Task prompt:
Find each line below that contains the word "display" and copy those lines out. Letter case matters.

Supplied entries:
---

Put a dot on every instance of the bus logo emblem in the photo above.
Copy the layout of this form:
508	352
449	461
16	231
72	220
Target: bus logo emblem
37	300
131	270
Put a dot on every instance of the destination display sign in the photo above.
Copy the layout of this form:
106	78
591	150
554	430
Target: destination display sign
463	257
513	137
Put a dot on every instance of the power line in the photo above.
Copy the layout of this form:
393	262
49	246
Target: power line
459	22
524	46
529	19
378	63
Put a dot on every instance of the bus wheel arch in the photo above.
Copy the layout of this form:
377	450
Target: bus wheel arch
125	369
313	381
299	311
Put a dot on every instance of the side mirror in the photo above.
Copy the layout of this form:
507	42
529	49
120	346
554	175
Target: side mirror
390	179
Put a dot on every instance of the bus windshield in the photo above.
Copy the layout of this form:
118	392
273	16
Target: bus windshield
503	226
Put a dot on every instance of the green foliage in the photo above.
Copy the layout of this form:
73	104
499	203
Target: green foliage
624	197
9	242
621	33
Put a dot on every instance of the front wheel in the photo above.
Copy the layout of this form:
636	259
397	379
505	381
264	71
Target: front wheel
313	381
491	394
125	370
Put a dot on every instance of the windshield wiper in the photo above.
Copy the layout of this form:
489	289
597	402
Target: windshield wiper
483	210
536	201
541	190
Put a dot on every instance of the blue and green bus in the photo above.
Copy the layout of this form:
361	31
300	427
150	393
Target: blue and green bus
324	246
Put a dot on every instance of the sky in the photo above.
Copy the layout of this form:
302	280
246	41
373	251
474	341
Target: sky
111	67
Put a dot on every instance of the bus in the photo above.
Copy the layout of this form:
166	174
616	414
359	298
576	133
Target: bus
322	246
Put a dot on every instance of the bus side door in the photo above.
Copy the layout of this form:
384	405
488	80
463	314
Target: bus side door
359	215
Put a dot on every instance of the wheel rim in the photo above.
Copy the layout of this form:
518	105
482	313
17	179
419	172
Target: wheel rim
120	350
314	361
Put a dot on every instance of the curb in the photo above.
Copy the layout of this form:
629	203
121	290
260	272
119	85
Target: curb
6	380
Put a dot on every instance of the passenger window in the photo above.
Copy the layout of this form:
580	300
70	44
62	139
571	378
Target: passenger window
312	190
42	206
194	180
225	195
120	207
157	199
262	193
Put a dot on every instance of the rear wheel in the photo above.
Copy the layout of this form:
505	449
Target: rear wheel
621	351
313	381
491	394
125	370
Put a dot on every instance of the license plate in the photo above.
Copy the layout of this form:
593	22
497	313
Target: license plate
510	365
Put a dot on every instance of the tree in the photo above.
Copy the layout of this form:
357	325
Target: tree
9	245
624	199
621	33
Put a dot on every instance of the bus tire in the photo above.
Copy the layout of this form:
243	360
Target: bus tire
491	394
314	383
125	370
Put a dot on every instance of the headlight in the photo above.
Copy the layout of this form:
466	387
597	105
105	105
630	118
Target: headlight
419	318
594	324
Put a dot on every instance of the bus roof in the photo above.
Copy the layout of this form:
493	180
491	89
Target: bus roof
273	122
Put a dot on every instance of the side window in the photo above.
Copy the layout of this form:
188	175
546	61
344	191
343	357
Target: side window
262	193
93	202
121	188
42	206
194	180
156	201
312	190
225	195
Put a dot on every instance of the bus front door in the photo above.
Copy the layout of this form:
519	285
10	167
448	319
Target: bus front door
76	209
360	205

---

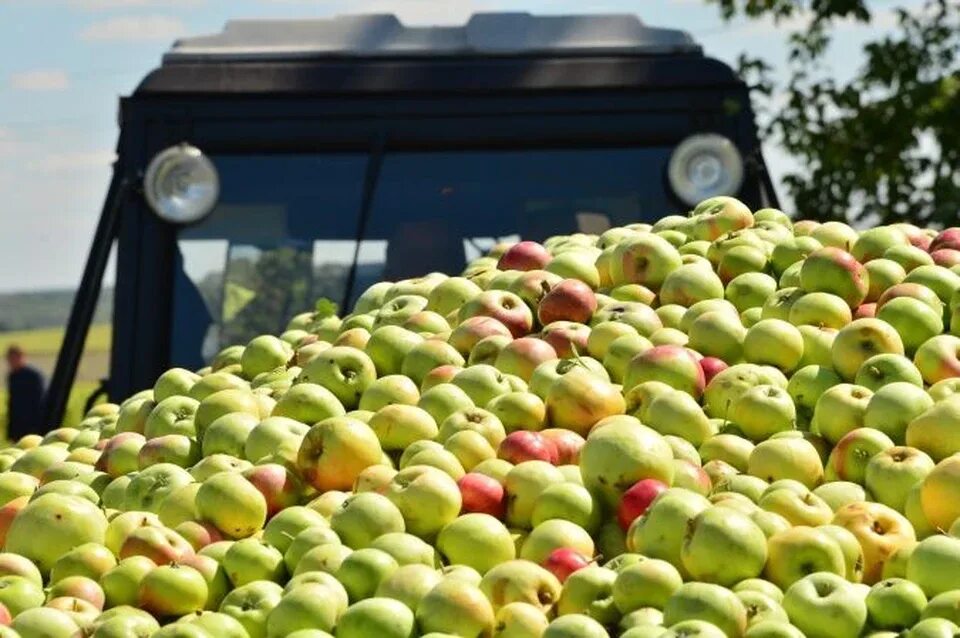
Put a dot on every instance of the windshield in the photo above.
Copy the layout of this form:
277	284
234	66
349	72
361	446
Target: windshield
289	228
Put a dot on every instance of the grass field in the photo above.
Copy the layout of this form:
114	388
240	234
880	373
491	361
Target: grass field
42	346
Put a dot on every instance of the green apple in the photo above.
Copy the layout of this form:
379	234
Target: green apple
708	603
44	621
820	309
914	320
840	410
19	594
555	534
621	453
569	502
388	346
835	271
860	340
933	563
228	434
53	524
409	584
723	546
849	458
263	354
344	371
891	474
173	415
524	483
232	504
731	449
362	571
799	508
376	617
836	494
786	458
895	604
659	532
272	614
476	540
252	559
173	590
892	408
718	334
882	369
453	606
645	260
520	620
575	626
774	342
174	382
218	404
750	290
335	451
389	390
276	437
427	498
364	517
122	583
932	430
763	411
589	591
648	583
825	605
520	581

---

Solution to the exercise:
Put a dot on every instance of the destination display sign in the photo above.
Target: destination display sign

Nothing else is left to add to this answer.